— begin Data shown —

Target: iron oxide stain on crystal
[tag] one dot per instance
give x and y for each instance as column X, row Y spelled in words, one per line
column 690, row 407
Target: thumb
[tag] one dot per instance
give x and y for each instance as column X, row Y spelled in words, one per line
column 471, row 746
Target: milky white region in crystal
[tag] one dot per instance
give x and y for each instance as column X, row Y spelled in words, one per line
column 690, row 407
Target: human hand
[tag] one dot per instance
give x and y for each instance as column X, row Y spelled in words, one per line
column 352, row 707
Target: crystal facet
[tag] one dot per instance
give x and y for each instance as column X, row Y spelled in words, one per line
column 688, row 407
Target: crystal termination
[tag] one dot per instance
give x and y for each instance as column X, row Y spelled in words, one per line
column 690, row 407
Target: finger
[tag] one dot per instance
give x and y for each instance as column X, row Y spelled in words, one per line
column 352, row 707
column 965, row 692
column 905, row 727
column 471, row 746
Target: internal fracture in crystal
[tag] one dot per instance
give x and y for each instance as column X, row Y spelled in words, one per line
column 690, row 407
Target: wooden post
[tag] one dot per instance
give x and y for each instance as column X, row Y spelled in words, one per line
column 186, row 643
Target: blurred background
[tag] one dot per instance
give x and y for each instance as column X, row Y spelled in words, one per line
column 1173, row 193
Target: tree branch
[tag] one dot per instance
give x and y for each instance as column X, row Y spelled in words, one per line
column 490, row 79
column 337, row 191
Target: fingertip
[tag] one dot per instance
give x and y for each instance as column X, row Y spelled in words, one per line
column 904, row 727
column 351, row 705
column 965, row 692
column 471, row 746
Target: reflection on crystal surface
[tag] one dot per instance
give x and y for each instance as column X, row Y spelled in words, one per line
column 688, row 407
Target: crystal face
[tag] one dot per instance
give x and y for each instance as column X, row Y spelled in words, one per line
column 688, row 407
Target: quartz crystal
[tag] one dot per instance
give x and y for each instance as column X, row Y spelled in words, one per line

— end Data shown —

**Direction**
Can you reproduce the listing above with every "dot" changed to "marker" and nothing else altered?

**Answer below**
Target: iron oxide stain on crystal
[tag] one marker per instance
give x and y for each instance as column X, row Y spelled in words, one per line
column 690, row 407
Target: thumb
[tag] one marker per instance
give x and y for each instance as column X, row Y spelled in words, one per line
column 471, row 746
Target: milky white region in crystal
[tag] one marker per instance
give x and y for each instance as column X, row Y spelled in words, one per line
column 690, row 407
Target: human hand
[tag] one marker per instance
give x and y for each instance as column X, row Y spelled in words, one per line
column 352, row 707
Target: crystal facet
[tag] one marker per instance
give x and y for each instance as column X, row Y spelled in words, one per line
column 688, row 407
Target: crystal termination
[tag] one marker per instance
give x and y for each instance as column X, row Y spelled in words, one per line
column 690, row 407
Target: finger
[tag] one marker per instance
give x and y for each instance as column X, row Y spelled in words, one per line
column 352, row 707
column 965, row 692
column 905, row 727
column 471, row 746
Target: internal fracture in crystal
[tag] one marker per instance
give x and y for each instance as column X, row Y spelled in words, one per line
column 690, row 407
Target: wooden post
[tag] one marker per instance
give x and y for each instance as column X, row Y spelled in words, one per line
column 186, row 643
Target: blurred background
[tag] one marker per instance
give x and y for each instance as column X, row Y spelled in words, one per line
column 1173, row 193
Target: tree branch
[tag] one marker per instance
give x and y for each instance as column X, row Y spelled in words, one per line
column 490, row 79
column 337, row 191
Target: fingertip
[tag] one marker per instance
give x and y for each instance as column X, row Y spelled in words, one per line
column 904, row 727
column 351, row 705
column 965, row 692
column 471, row 746
Target: reflection on crystal surface
[tag] one marker per instance
give x and y for each instance as column X, row Y spelled in words, one per line
column 688, row 407
Target: crystal face
[tag] one marker per instance
give x and y for each instance as column X, row Y spelled in words, one per line
column 688, row 407
Target: quartz crystal
[tag] one marker per instance
give x and y for each instance as column X, row Y spelled in words, one per line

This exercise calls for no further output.